§ JOB
Write out the material below as a numbered list, skipping any blank lines.

§ RECORD EXCERPTS
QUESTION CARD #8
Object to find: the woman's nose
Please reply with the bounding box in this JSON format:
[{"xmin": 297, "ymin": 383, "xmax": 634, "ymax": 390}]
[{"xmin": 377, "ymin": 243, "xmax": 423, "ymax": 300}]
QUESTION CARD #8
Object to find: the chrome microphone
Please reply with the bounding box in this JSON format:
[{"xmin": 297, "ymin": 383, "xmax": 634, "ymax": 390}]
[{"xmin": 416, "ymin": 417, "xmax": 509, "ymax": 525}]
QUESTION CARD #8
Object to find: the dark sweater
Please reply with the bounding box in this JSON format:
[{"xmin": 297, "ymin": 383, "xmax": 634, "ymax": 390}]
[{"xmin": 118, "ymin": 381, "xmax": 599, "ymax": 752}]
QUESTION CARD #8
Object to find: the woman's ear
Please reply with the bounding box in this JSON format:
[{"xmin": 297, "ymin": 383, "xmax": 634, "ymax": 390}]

§ CORRECT RESPONSE
1. QUESTION CARD #8
2. Object to find: the woman's nose
3. Please reply with the bounding box in this JSON format:
4. [{"xmin": 297, "ymin": 383, "xmax": 634, "ymax": 390}]
5. [{"xmin": 377, "ymin": 243, "xmax": 423, "ymax": 300}]
6. QUESTION CARD #8
7. Object to find: the chrome microphone
8. Please reply with the bounding box in this JSON format:
9. [{"xmin": 297, "ymin": 383, "xmax": 634, "ymax": 390}]
10. [{"xmin": 416, "ymin": 417, "xmax": 509, "ymax": 525}]
11. QUESTION CARD #8
12. Object to find: the dark sweater
13. Please reply with the bounding box in this JSON format:
14. [{"xmin": 297, "ymin": 383, "xmax": 634, "ymax": 390}]
15. [{"xmin": 118, "ymin": 381, "xmax": 599, "ymax": 752}]
16. QUESTION CARD #8
17. Object to find: the woman's ear
18. Please reply with the bounding box in this JSON format:
19. [{"xmin": 297, "ymin": 383, "xmax": 634, "ymax": 390}]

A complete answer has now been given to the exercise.